What is being asked: Copy the records exactly. Every line must match.

[Records from a data source]
--- --- ---

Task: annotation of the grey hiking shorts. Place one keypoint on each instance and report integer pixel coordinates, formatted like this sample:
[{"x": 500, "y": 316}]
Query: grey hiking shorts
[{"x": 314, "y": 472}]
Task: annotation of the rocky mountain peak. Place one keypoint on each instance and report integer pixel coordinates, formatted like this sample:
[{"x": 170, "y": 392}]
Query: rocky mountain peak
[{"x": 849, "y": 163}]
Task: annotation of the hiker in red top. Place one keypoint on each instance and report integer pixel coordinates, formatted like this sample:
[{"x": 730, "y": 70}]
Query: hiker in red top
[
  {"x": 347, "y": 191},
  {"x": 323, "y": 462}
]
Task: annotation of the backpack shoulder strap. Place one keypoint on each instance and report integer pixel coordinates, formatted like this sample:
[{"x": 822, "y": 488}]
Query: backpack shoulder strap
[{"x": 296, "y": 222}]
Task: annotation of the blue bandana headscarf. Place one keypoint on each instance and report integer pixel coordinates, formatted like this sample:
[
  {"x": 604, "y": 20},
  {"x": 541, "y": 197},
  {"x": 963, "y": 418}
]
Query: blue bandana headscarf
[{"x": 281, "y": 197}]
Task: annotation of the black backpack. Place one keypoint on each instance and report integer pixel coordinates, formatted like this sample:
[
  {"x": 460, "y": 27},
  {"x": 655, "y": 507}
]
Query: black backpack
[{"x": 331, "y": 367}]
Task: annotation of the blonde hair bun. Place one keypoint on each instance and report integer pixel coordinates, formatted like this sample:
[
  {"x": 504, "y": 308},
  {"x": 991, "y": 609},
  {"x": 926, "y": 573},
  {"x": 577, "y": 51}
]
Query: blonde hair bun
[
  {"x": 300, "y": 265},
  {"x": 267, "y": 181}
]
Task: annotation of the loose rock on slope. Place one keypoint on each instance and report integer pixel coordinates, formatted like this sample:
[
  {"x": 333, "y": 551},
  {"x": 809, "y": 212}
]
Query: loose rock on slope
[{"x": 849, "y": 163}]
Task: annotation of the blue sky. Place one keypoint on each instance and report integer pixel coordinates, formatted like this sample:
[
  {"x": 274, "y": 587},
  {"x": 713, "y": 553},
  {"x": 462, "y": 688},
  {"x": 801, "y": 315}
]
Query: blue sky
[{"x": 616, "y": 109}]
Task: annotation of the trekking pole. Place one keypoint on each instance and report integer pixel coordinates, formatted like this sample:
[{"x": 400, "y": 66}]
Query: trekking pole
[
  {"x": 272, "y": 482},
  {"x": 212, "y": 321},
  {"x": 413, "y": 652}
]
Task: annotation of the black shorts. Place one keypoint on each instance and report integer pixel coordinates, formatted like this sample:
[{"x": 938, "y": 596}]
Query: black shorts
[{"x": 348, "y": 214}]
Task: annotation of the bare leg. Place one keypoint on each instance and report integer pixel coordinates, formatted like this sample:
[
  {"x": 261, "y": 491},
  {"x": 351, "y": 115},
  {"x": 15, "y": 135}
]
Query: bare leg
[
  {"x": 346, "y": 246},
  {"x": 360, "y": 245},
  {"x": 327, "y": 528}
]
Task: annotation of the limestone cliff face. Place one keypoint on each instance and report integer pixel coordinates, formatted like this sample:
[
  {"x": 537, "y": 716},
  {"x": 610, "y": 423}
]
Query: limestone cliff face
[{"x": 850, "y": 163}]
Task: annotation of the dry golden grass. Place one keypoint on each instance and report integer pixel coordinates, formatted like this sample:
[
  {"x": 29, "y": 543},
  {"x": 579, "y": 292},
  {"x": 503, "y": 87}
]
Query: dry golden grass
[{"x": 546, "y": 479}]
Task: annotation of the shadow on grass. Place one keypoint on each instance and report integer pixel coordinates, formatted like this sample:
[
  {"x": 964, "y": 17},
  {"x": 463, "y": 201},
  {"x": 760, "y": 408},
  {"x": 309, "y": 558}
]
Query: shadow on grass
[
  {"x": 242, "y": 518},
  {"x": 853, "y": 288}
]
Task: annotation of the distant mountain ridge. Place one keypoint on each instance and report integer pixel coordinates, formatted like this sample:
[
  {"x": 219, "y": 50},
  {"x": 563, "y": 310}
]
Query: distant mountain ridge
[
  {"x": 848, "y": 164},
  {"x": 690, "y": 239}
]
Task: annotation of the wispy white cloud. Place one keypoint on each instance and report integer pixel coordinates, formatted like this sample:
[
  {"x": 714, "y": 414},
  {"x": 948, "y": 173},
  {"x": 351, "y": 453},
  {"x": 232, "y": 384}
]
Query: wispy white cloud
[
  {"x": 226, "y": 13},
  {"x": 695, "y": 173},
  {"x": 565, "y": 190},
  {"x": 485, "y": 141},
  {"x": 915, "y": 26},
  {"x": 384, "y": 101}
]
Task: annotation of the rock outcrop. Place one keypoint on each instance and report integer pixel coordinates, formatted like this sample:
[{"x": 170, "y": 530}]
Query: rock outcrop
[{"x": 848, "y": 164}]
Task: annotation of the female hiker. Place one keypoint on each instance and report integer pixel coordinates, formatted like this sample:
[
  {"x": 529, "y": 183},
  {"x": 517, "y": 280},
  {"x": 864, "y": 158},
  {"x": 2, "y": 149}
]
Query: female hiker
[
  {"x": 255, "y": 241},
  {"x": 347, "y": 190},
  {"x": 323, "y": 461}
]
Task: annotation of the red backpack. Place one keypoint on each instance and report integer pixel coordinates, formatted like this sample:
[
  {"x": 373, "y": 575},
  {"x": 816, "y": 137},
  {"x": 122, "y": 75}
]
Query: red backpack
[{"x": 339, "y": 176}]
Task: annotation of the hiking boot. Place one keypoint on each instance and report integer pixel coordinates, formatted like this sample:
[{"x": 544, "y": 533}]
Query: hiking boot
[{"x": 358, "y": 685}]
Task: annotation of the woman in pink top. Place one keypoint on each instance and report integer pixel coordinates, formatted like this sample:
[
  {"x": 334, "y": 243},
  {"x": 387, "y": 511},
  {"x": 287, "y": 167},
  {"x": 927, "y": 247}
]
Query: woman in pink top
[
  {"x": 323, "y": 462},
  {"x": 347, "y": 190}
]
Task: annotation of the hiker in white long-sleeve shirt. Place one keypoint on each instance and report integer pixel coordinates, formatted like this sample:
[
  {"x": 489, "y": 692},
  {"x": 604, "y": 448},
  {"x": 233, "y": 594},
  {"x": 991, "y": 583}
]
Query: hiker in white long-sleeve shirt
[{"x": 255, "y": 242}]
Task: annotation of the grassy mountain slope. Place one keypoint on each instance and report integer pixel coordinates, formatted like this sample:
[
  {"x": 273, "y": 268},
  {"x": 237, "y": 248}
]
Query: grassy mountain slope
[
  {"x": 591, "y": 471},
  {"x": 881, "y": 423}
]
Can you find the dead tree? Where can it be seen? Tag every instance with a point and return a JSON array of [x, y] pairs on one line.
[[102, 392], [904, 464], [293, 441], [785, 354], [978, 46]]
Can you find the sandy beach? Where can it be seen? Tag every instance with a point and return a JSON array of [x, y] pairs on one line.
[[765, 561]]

--- --- ---

Expected output:
Task: annotation of the grey hiking shorts. Place one keypoint on each instance and report integer pixel coordinates, formatted like this sample:
[{"x": 500, "y": 316}]
Query: grey hiking shorts
[{"x": 314, "y": 472}]
Task: annotation of the rocky mountain peak. Place one keypoint on each instance and report integer pixel coordinates, formatted like this sample:
[{"x": 170, "y": 392}]
Query: rocky mountain peak
[{"x": 849, "y": 163}]
Task: annotation of the hiker in red top. Place one keypoint on each instance and report integer pixel coordinates, formatted like this sample:
[{"x": 730, "y": 70}]
Query: hiker in red top
[
  {"x": 347, "y": 191},
  {"x": 323, "y": 462}
]
Task: annotation of the backpack shoulder strap. Place one keypoint on each instance and report integer pixel coordinates, formatted like this sample:
[{"x": 822, "y": 488}]
Query: backpack shoulder strap
[{"x": 296, "y": 222}]
Task: annotation of the blue bandana headscarf. Place one keypoint on each instance and report integer pixel coordinates, formatted like this sample:
[
  {"x": 604, "y": 20},
  {"x": 541, "y": 197},
  {"x": 963, "y": 418}
]
Query: blue bandana headscarf
[{"x": 281, "y": 197}]
Task: annotation of the black backpack. Place one keypoint on each instance and report integer pixel coordinates, formatted like this sample:
[
  {"x": 460, "y": 27},
  {"x": 655, "y": 507}
]
Query: black backpack
[{"x": 331, "y": 367}]
Task: annotation of the blonde hair bun. Place one keypoint on each instance and report integer pixel coordinates, formatted like this sample:
[
  {"x": 504, "y": 308},
  {"x": 991, "y": 609},
  {"x": 926, "y": 573},
  {"x": 577, "y": 51}
]
Query: blonde hair bun
[
  {"x": 300, "y": 265},
  {"x": 267, "y": 181}
]
Task: annotation of the loose rock on slope. Place one keypoint on each instance and report integer pixel coordinates, formatted like this sample:
[
  {"x": 333, "y": 551},
  {"x": 809, "y": 212}
]
Query: loose rock on slope
[{"x": 849, "y": 163}]
Task: annotation of the blue sky. Place one keypoint on each instance and report integer pixel coordinates, formatted like this sample:
[
  {"x": 274, "y": 587},
  {"x": 713, "y": 553},
  {"x": 462, "y": 688},
  {"x": 801, "y": 315}
]
Query: blue sky
[{"x": 616, "y": 109}]
Task: annotation of the trekking pole. Place one keypoint on each instance and report integer pixel coordinates, formatted like this sample:
[{"x": 400, "y": 66}]
Query: trekking pole
[
  {"x": 272, "y": 482},
  {"x": 212, "y": 321},
  {"x": 413, "y": 652}
]
Task: annotation of the black shorts. Place one keypoint on each instance and report integer pixel coordinates, formatted like this sample:
[{"x": 938, "y": 596}]
Query: black shorts
[{"x": 348, "y": 214}]
Task: annotation of the bare leg. Place one keypoint on each instance and report integer pixel coordinates, formatted like this sample:
[
  {"x": 261, "y": 491},
  {"x": 351, "y": 115},
  {"x": 15, "y": 135}
]
Query: bare leg
[
  {"x": 346, "y": 246},
  {"x": 360, "y": 245},
  {"x": 327, "y": 528}
]
Task: annotation of the limestone cliff face. Place one keypoint on each instance and report integer pixel coordinates, formatted like this sample:
[
  {"x": 537, "y": 716},
  {"x": 610, "y": 423}
]
Query: limestone cliff face
[{"x": 850, "y": 163}]
Task: annotation of the dry golden grass. Place one keypoint on each instance and report integer pixel coordinates, formatted like this sample:
[
  {"x": 29, "y": 543},
  {"x": 579, "y": 292},
  {"x": 503, "y": 87}
]
Query: dry golden grass
[{"x": 546, "y": 479}]
Task: annotation of the shadow on grass. Place one keypoint on each instance and report integer pixel coordinates, formatted like this sample:
[
  {"x": 964, "y": 17},
  {"x": 463, "y": 201},
  {"x": 760, "y": 408},
  {"x": 309, "y": 558}
]
Query: shadow on grass
[
  {"x": 242, "y": 518},
  {"x": 853, "y": 288}
]
Task: annotation of the distant mountain ridge. Place one keypoint on each instance and report integer pixel coordinates, formatted like this sample:
[
  {"x": 219, "y": 50},
  {"x": 563, "y": 310}
]
Query: distant mountain ridge
[
  {"x": 848, "y": 164},
  {"x": 690, "y": 239}
]
Task: annotation of the wispy white cloud. Place one keypoint on each instance and report integer pixel coordinates, formatted like this sample:
[
  {"x": 714, "y": 414},
  {"x": 948, "y": 173},
  {"x": 351, "y": 453},
  {"x": 232, "y": 384}
]
Query: wispy white cloud
[
  {"x": 226, "y": 13},
  {"x": 695, "y": 173},
  {"x": 565, "y": 190},
  {"x": 485, "y": 141},
  {"x": 915, "y": 26},
  {"x": 384, "y": 101}
]
Task: annotation of the rock outcrop. Place one keypoint on each instance and report integer pixel coordinates, formatted like this sample:
[{"x": 170, "y": 530}]
Query: rock outcrop
[{"x": 848, "y": 164}]
Task: annotation of the female hiker. Place one keypoint on each instance and report integer pixel coordinates, formatted like this sample:
[
  {"x": 529, "y": 183},
  {"x": 517, "y": 280},
  {"x": 864, "y": 158},
  {"x": 2, "y": 149}
]
Query: female hiker
[
  {"x": 255, "y": 241},
  {"x": 347, "y": 190},
  {"x": 323, "y": 461}
]
Task: annotation of the red backpack. Place one keypoint on each instance and report integer pixel coordinates, formatted like this sample:
[
  {"x": 373, "y": 575},
  {"x": 816, "y": 137},
  {"x": 122, "y": 75}
]
Query: red backpack
[{"x": 339, "y": 176}]
Task: annotation of the hiking boot. Place one keypoint on each instance and report integer pixel coordinates, formatted like this sample:
[{"x": 544, "y": 533}]
Query: hiking boot
[{"x": 358, "y": 685}]
Task: annotation of the woman in pink top. Place one keypoint on each instance and report integer pixel coordinates, formatted like this sample:
[
  {"x": 334, "y": 243},
  {"x": 387, "y": 511},
  {"x": 287, "y": 167},
  {"x": 927, "y": 247}
]
Query: woman in pink top
[
  {"x": 323, "y": 462},
  {"x": 347, "y": 190}
]
Task: annotation of the hiker in white long-sleeve shirt. Place one keypoint on each instance and report integer pixel coordinates, formatted like this sample:
[
  {"x": 489, "y": 692},
  {"x": 604, "y": 448},
  {"x": 233, "y": 594},
  {"x": 991, "y": 583}
]
Query: hiker in white long-sleeve shirt
[{"x": 255, "y": 242}]
Task: annotation of the grassy mountain slope. Place one keypoint on each instance and report integer pixel coordinates, formatted like this sample:
[
  {"x": 273, "y": 268},
  {"x": 237, "y": 248}
]
Query: grassy mountain slope
[
  {"x": 591, "y": 471},
  {"x": 881, "y": 423}
]
Can you find the dead tree? Where can it be seen? Tag every instance with a point and return a JSON array of [x, y] pairs on one line.
[[102, 392], [904, 464], [293, 441], [785, 354], [978, 46]]
Can you find the sandy beach? Where can it be seen? Tag every instance with a point and return a JSON array of [x, y] pairs on one line.
[[765, 561]]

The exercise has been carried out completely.